Assignment: Transcribe word for word the section of the records below that opens with the line containing "positive clicks: (114, 85)" and closes with the line containing "positive clicks: (19, 76) (103, 61)"; drop every picture.

Source data:

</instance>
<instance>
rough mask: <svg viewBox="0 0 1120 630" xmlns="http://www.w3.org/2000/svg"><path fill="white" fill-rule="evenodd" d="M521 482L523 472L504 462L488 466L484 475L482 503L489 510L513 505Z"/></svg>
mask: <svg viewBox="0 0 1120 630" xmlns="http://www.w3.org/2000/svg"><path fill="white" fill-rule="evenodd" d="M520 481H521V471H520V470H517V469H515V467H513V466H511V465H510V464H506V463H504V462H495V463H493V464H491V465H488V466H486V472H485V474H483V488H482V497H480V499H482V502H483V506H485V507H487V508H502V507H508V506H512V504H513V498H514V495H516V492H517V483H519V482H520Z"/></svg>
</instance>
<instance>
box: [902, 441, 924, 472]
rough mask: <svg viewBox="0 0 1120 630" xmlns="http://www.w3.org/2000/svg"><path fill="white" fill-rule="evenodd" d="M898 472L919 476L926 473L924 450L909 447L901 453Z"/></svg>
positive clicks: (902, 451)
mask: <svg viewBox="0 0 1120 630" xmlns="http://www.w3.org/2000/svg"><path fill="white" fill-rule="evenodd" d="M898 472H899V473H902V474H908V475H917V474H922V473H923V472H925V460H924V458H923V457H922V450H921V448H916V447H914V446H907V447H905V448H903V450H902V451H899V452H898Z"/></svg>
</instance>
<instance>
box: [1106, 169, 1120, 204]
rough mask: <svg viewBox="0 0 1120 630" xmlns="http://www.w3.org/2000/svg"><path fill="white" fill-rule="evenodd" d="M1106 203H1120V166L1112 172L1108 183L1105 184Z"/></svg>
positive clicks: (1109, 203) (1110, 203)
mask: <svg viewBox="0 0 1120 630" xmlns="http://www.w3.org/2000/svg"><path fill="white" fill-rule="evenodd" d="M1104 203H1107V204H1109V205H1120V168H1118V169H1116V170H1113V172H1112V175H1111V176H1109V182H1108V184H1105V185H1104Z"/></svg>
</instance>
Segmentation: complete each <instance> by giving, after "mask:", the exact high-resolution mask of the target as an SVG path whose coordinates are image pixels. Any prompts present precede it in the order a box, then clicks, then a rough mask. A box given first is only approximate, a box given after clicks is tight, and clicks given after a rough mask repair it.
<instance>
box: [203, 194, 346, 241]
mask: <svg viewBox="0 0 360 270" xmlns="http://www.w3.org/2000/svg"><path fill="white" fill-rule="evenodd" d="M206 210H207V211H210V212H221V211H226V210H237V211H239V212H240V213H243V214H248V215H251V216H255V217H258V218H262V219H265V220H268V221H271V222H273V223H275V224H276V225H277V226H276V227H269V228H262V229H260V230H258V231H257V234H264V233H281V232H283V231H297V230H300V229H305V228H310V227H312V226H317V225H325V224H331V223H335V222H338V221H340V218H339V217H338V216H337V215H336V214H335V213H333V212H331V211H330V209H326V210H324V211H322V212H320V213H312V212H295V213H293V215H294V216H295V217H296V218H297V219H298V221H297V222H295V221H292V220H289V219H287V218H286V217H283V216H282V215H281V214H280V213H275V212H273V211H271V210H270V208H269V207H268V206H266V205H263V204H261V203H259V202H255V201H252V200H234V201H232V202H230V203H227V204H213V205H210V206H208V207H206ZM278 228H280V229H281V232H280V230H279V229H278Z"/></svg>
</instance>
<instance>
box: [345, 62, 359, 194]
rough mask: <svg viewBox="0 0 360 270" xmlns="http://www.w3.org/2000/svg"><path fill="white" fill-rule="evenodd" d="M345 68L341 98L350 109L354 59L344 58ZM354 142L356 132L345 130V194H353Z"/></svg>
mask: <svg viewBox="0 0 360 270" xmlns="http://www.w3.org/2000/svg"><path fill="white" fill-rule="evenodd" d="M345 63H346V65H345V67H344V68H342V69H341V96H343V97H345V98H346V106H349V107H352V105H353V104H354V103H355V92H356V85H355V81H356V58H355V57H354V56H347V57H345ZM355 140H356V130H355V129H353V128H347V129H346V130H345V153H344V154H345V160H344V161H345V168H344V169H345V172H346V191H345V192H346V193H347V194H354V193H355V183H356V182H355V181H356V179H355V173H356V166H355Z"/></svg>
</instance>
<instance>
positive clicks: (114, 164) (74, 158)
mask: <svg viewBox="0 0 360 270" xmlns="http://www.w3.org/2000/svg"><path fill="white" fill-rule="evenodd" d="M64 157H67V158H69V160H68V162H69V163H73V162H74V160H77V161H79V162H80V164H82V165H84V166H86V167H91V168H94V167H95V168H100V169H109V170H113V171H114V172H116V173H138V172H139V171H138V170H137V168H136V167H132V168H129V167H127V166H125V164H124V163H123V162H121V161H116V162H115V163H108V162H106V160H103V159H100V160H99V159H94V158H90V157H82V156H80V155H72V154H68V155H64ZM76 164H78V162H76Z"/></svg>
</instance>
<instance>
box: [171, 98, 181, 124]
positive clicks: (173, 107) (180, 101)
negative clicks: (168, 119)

==

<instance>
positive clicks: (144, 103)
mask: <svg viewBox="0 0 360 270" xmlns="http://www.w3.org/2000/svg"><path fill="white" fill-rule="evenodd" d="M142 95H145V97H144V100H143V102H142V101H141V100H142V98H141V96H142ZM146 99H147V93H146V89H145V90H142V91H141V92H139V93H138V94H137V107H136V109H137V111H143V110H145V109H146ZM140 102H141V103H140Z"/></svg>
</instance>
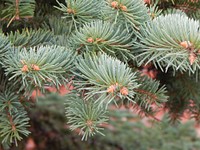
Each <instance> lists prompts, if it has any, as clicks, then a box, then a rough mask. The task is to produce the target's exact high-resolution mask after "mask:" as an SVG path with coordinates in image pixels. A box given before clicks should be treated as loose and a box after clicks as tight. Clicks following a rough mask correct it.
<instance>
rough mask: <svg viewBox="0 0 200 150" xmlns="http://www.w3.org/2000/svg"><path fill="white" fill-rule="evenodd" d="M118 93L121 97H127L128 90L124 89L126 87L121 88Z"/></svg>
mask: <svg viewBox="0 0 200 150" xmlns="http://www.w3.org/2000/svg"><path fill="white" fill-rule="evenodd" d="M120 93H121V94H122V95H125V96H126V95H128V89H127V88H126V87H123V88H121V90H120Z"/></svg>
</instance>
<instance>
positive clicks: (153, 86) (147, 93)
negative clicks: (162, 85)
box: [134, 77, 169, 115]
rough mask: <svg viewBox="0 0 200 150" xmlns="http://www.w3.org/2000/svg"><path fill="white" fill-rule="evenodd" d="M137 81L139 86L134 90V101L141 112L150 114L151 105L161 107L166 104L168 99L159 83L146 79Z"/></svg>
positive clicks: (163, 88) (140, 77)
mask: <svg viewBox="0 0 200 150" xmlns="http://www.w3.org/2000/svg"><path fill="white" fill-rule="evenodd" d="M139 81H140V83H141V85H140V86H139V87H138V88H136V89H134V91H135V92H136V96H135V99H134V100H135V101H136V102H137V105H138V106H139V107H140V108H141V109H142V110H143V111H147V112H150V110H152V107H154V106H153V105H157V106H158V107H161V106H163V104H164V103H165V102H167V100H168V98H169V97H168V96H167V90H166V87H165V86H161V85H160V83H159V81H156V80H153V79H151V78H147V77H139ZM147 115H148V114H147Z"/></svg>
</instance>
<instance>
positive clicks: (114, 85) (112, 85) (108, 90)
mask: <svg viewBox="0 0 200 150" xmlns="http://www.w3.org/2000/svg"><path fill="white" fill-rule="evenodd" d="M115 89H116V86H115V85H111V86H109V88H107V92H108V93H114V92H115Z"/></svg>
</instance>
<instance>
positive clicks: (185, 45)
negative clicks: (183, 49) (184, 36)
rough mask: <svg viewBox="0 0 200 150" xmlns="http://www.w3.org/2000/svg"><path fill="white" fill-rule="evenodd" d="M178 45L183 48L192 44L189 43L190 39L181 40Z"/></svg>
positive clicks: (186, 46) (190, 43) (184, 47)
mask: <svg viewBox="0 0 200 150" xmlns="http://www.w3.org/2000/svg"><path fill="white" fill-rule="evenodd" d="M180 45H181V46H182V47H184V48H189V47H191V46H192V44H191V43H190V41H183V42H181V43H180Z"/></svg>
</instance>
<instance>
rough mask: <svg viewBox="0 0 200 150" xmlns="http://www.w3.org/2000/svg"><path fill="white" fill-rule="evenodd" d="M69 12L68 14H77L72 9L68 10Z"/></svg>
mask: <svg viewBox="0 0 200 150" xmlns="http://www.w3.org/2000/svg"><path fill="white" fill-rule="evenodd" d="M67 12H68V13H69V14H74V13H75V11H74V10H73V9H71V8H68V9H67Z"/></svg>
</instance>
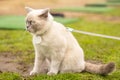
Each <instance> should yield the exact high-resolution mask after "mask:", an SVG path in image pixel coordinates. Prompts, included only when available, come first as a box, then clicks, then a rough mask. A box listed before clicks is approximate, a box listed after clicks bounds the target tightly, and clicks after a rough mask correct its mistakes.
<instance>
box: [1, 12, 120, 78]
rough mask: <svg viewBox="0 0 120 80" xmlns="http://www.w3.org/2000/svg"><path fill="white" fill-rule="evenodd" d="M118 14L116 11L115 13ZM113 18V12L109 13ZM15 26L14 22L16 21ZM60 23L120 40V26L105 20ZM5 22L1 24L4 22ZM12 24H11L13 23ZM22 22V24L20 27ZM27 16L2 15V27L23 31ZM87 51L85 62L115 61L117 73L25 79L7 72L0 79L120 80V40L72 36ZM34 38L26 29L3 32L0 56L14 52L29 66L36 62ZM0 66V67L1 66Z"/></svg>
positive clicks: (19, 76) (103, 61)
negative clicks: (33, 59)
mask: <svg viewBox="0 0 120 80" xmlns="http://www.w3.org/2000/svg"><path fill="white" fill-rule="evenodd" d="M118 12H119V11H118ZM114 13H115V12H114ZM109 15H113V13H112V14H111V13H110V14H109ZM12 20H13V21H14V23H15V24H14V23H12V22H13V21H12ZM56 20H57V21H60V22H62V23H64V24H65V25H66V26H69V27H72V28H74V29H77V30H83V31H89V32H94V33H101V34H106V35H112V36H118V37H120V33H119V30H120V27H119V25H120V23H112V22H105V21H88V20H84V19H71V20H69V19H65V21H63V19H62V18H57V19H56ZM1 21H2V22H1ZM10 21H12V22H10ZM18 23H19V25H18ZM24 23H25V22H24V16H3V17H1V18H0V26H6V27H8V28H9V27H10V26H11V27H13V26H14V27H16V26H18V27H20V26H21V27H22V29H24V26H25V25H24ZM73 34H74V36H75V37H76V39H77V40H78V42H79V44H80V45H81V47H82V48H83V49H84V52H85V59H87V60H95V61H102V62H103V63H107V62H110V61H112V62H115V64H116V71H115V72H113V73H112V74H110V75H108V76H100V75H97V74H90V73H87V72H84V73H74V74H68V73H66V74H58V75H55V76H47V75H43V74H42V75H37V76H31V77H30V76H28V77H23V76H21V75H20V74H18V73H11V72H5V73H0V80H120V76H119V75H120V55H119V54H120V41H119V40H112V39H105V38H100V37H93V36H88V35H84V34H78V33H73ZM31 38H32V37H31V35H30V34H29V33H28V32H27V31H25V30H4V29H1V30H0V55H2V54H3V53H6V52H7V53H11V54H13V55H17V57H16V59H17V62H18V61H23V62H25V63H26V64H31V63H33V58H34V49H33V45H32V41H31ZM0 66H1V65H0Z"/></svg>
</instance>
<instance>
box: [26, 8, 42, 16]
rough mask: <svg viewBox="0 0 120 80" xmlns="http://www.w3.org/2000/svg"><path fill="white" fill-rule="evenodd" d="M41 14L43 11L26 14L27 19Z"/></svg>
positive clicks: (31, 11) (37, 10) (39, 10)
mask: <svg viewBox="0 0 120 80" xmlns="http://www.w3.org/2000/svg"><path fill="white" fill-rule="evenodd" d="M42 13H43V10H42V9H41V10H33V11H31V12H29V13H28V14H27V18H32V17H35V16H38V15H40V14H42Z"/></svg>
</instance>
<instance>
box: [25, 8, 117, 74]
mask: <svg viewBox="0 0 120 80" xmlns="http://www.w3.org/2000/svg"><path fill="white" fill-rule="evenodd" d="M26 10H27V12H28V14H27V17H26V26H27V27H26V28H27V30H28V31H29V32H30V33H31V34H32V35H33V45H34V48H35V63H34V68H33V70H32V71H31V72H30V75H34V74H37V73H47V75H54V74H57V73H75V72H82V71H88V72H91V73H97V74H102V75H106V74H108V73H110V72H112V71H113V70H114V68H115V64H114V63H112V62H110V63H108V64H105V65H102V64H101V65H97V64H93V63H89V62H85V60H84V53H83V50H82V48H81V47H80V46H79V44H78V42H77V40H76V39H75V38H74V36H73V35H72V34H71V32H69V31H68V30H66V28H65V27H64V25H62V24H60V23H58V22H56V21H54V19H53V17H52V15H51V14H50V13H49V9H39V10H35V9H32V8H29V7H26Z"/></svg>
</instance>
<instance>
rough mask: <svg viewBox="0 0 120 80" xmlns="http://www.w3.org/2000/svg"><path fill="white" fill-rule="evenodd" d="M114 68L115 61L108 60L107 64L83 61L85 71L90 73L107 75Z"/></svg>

Response box:
positive clicks: (114, 85) (112, 85) (108, 90)
mask: <svg viewBox="0 0 200 150" xmlns="http://www.w3.org/2000/svg"><path fill="white" fill-rule="evenodd" d="M115 89H116V86H115V85H111V86H109V88H107V92H108V93H114V92H115Z"/></svg>
</instance>
<instance>
positive clicks: (185, 45)
negative clicks: (183, 49) (184, 36)
rough mask: <svg viewBox="0 0 200 150" xmlns="http://www.w3.org/2000/svg"><path fill="white" fill-rule="evenodd" d="M178 45L183 48L192 44L189 43L190 39L181 40Z"/></svg>
positive clicks: (186, 46) (190, 43) (184, 47)
mask: <svg viewBox="0 0 200 150" xmlns="http://www.w3.org/2000/svg"><path fill="white" fill-rule="evenodd" d="M180 45H181V46H182V47H184V48H189V47H191V46H192V44H191V43H190V41H183V42H181V43H180Z"/></svg>
</instance>
<instance>
rough mask: <svg viewBox="0 0 200 150" xmlns="http://www.w3.org/2000/svg"><path fill="white" fill-rule="evenodd" d="M69 12L68 14H77L72 9L68 10Z"/></svg>
mask: <svg viewBox="0 0 200 150" xmlns="http://www.w3.org/2000/svg"><path fill="white" fill-rule="evenodd" d="M67 12H68V13H69V14H74V13H75V11H74V10H73V9H71V8H68V9H67Z"/></svg>
</instance>
Each <instance> should yield the exact high-resolution mask after "mask:", an SVG path in image pixel coordinates. Prompts, included only when available, come first as a box, then clicks, then a rough mask. A box listed before clicks is approximate, a box listed after clicks bounds the target tightly, and clicks after a rough mask correct its mistakes.
<instance>
box: [1, 12, 120, 78]
rough mask: <svg viewBox="0 0 120 80" xmlns="http://www.w3.org/2000/svg"><path fill="white" fill-rule="evenodd" d="M118 14L116 11L115 13ZM113 18V12L109 13ZM15 26L14 22L16 21ZM60 23L120 40V26L105 20ZM5 22L1 24L4 22ZM12 24H11L13 23ZM22 22V24L20 27ZM27 16L2 15V27L23 31ZM87 51L85 62L115 61L117 73L25 79L7 72L0 79L120 80V40L72 36ZM34 38L26 29L3 32L0 56L14 52L29 66L36 62ZM0 66V67L1 66Z"/></svg>
positive clicks: (19, 76) (103, 61)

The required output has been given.